▶ _Directions_: I need the lines from the one with "Place one keypoint on each instance of the flag" through the end of the material, copied exactly and with nothing else included.

▶ _Exercise materials_:
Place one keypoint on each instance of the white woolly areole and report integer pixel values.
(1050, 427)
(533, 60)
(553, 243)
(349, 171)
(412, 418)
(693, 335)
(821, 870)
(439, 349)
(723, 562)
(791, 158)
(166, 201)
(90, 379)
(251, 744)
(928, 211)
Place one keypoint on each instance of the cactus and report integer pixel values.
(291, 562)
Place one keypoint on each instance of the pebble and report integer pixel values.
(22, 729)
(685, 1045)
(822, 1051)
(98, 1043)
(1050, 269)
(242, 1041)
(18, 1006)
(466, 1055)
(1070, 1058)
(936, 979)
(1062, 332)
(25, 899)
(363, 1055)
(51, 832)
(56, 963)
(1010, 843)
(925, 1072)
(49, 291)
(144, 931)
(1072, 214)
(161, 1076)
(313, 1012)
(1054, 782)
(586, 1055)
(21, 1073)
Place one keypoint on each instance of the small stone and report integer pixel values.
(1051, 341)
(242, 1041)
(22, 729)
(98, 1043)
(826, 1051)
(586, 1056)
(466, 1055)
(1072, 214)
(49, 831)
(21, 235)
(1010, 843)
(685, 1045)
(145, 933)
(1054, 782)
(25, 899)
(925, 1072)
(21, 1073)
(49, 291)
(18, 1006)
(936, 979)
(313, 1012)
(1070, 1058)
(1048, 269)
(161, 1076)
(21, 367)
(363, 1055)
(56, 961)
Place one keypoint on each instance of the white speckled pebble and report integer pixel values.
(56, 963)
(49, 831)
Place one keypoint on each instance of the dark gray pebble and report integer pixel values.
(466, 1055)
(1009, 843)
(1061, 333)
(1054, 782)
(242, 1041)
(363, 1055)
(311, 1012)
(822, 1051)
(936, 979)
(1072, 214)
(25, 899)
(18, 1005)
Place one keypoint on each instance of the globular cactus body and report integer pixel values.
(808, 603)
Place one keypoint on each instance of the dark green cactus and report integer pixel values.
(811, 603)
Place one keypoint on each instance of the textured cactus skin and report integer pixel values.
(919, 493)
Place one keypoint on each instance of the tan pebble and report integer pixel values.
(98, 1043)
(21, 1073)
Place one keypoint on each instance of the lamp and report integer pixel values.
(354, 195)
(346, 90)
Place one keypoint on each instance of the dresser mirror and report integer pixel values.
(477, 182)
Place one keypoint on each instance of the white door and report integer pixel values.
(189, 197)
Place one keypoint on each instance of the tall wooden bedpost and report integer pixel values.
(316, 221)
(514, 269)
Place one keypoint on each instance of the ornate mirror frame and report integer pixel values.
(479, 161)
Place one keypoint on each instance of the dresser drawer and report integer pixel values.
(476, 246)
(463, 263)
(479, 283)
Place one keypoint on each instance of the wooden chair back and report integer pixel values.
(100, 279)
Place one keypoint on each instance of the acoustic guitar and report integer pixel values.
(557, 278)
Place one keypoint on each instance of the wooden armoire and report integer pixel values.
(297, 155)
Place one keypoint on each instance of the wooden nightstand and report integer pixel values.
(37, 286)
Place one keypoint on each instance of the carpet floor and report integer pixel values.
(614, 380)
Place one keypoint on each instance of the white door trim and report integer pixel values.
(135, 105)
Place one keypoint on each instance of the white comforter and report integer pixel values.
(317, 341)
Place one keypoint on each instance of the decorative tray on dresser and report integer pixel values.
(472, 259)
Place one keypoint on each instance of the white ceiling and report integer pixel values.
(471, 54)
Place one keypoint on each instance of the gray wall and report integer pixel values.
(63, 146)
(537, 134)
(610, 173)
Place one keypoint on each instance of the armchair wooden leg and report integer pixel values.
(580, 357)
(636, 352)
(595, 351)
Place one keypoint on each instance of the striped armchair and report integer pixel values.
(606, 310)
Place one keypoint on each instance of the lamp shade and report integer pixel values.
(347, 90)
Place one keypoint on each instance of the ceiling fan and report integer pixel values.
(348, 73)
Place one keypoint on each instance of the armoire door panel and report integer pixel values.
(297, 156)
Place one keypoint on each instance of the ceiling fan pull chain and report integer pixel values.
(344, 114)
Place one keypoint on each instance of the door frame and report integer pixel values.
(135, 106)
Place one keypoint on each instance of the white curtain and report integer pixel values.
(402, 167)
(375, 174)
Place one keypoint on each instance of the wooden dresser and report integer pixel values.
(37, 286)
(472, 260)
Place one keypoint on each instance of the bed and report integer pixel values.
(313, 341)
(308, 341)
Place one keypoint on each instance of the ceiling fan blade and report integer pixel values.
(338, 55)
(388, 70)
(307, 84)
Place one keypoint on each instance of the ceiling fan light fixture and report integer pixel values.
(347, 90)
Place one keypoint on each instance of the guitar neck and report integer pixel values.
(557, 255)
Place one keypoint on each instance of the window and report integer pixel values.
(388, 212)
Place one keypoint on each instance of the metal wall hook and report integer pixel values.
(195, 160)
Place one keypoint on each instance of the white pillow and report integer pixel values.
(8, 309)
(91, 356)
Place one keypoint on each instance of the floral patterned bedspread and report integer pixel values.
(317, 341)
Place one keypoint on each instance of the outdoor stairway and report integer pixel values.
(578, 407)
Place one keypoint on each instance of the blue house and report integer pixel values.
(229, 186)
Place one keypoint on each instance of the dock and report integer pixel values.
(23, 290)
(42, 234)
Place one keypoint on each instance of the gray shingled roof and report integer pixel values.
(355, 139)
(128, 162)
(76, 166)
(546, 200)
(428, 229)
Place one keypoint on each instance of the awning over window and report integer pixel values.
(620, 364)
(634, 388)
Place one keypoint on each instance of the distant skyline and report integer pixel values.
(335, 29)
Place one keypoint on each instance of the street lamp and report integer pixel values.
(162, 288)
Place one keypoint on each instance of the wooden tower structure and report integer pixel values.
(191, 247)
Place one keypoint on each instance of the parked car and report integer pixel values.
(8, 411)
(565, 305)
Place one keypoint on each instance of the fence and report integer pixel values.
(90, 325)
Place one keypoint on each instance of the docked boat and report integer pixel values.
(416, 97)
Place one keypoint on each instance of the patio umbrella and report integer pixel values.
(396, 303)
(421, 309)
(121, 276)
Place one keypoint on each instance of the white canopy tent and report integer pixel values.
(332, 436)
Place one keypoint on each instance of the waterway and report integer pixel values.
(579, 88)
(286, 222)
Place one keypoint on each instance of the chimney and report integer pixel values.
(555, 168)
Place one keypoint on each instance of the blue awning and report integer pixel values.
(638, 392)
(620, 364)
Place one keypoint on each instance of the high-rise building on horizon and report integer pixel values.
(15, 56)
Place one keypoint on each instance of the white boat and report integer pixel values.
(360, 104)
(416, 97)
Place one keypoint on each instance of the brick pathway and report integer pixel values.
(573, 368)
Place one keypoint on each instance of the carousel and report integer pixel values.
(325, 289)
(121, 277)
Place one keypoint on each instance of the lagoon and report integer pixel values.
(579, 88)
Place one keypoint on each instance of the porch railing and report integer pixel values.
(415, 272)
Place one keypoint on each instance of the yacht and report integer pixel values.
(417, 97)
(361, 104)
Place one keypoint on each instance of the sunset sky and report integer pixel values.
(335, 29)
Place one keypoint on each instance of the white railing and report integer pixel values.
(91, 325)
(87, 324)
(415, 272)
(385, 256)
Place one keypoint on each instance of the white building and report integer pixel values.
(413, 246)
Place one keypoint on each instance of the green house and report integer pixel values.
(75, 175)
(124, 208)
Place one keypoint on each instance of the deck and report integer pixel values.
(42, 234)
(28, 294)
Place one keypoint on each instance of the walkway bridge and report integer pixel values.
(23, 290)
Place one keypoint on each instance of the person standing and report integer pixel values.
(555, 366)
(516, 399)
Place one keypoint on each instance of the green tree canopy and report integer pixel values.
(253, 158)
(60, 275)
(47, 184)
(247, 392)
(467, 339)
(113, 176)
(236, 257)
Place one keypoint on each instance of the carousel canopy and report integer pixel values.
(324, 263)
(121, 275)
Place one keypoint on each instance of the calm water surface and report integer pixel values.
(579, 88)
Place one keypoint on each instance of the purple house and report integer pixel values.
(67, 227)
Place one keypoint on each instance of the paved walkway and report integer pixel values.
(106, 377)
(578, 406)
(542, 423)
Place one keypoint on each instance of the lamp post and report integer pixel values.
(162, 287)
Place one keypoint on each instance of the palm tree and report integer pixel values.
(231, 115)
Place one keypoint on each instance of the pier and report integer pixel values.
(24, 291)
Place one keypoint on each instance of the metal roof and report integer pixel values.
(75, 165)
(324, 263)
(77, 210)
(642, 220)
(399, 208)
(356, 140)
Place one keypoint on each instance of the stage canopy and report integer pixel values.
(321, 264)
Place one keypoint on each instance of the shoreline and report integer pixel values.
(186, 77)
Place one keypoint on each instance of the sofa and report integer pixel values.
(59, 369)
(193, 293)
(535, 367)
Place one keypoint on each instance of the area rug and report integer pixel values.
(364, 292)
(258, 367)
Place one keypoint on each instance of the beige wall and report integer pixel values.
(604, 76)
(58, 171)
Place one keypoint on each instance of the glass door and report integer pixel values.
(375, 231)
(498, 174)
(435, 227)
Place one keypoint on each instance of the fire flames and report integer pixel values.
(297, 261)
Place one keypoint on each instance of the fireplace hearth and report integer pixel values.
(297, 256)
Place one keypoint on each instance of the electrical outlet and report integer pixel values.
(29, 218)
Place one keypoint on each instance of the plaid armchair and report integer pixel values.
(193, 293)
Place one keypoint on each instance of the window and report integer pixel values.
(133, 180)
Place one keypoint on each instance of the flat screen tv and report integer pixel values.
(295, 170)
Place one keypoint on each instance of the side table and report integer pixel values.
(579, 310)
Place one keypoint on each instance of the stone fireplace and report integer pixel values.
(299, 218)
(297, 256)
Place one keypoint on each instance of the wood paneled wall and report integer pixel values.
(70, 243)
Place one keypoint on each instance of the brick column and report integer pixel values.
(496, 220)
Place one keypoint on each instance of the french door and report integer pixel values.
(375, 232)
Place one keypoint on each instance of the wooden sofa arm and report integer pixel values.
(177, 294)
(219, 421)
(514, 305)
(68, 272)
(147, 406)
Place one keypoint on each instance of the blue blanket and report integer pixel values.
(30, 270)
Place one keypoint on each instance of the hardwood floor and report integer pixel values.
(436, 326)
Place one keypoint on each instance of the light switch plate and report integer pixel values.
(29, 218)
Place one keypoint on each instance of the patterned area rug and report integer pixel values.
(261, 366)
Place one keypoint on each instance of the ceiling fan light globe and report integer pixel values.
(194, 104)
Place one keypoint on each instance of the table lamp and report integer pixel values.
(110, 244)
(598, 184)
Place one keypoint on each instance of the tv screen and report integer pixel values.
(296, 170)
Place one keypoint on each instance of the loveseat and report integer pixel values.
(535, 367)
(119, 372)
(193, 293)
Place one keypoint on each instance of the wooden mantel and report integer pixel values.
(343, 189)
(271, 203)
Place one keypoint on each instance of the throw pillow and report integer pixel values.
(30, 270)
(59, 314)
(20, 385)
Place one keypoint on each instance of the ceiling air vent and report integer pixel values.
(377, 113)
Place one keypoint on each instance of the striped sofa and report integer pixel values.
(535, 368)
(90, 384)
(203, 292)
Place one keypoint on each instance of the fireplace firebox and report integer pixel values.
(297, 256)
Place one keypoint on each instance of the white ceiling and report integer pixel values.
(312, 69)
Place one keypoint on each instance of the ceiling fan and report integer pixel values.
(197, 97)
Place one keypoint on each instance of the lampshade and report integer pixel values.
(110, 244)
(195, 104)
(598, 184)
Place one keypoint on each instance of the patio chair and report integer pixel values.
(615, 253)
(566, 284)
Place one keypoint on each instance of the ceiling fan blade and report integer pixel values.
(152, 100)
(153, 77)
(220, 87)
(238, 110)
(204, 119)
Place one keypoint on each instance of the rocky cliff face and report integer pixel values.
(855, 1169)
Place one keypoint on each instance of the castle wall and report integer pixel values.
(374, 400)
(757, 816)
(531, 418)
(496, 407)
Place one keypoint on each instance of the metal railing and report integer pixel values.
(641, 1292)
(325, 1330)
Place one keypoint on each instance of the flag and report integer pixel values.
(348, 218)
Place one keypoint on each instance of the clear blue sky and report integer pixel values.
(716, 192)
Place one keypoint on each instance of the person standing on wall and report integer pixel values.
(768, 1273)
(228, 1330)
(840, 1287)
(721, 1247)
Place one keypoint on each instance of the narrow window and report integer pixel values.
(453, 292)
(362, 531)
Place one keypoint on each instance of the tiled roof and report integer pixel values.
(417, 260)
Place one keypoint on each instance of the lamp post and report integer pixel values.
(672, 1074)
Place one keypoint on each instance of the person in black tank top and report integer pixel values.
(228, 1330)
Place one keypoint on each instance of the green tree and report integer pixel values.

▶ _The answer_:
Place one keypoint on each instance of the flag and report integer pixel values.
(348, 218)
Place one keypoint on each instance of the clear blue sky and report integer pixel values.
(716, 192)
Place one keypoint on each instance of the person standing on wall and report integer pixel values.
(768, 1273)
(228, 1330)
(840, 1287)
(721, 1247)
Place one keypoint on each instance of the narrow window and report integer pixel values.
(453, 292)
(362, 531)
Place one keypoint on each instance of the tiled roof and report integer pixel values.
(417, 260)
Place one keypoint on each instance of the lamp post and report integer pixel values.
(672, 1074)
Place one keypoint on each instance of the person in black tank top and report integer pixel values.
(228, 1330)
Place one keypoint on each instance of the green tree and report integer pixel values.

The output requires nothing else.